:: GIVEN TEXT ::
>>

Epidemiology

Depends on the Assembly and quality workflow (for determining the Sequence Types). The genotyping results depend on the quality assessment performed on the mapping to the reference genomes, thus each time genotyping is performed, a Multiqc report is available in quality/multiqc/mapping_to_{ref}/multiqc_report.html and the contamination results in contamination/distances_formated.xlsx for each sample.

Parameters

  • minimum_coverage_for_calling: minimum of coverage for considering a genomic position when counting differences between samples. Any position (whether the genotype is identical to the reference, ie GT=0 in the vcf, or different, ie GT=1) having a lower coverage will be masked.
  • minimum_alternate_fraction_for_calling: minimum ratio of observations favouring an alternative allele over observations favouring the reference allele. Any position (GT=0 or GT=1) not meeting this criteria will also be masked.
  • snp_threshold: pairs of samples having less than this number of SNP differences will be linked in the final minimum spanning tree
  • minimum_spanning_tree_size: size of the minimum spanning tree image, default is 10
  • phylogeny_image_size: size of the phylogeny image, default is 800
  • species

Available Genotypers

Genotyping can be performed with two different softwares:

Calculating differences

_images/differences.svg

Calculating differences between pairs of samples and samples and reference

After the filtering has been performed, differences in snps are calculated between samples and against the reference. Every comparison is pairwise. At each position, if any of the two genotype is unknown because of the filtering (GT="."), this position will not be counted as a difference. Once every distances have been computed, they are agregated in a single file, transformed to a matrix and finally to a minimum spanning tree image with the igraph R package.

<<

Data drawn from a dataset
>>

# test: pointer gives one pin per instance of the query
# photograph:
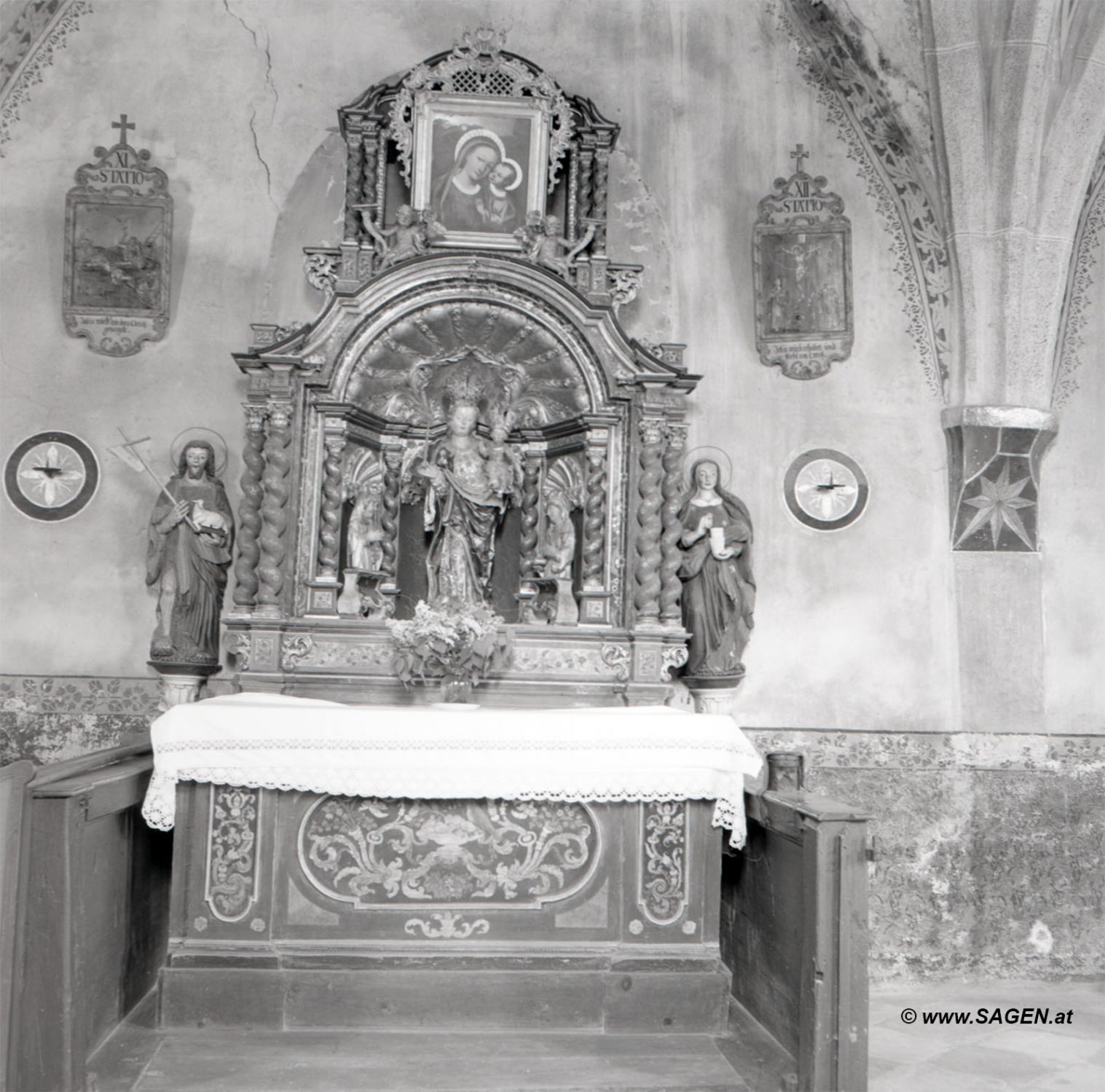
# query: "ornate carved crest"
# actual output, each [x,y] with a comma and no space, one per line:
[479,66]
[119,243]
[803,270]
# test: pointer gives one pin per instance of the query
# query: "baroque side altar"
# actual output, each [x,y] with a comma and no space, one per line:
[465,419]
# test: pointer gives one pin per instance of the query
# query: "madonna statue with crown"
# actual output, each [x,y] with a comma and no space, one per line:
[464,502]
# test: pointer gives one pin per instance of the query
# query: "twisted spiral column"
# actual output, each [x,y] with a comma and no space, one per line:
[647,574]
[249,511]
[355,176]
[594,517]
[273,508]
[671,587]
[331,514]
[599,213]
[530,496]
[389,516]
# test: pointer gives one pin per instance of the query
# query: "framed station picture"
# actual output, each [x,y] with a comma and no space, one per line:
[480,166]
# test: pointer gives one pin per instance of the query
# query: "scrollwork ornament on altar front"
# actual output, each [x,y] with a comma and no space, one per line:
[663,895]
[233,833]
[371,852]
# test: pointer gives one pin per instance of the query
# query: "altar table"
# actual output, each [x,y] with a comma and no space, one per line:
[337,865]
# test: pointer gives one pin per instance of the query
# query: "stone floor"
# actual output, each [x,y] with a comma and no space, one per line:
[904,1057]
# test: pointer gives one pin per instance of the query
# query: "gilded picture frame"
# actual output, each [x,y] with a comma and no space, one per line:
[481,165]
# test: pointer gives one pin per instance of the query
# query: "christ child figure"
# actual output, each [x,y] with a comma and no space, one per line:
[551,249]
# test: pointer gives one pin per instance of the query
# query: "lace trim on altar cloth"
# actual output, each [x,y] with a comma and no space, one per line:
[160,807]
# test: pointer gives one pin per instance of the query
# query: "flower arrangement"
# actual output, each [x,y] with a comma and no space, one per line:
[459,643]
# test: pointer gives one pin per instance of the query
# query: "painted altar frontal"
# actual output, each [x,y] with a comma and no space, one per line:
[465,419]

<<

:: WORK TO BE COMPLETED ::
According to the epidemiology page, which R package produces the minimum spanning tree image?

:: ANSWER SECTION ::
The igraph R package.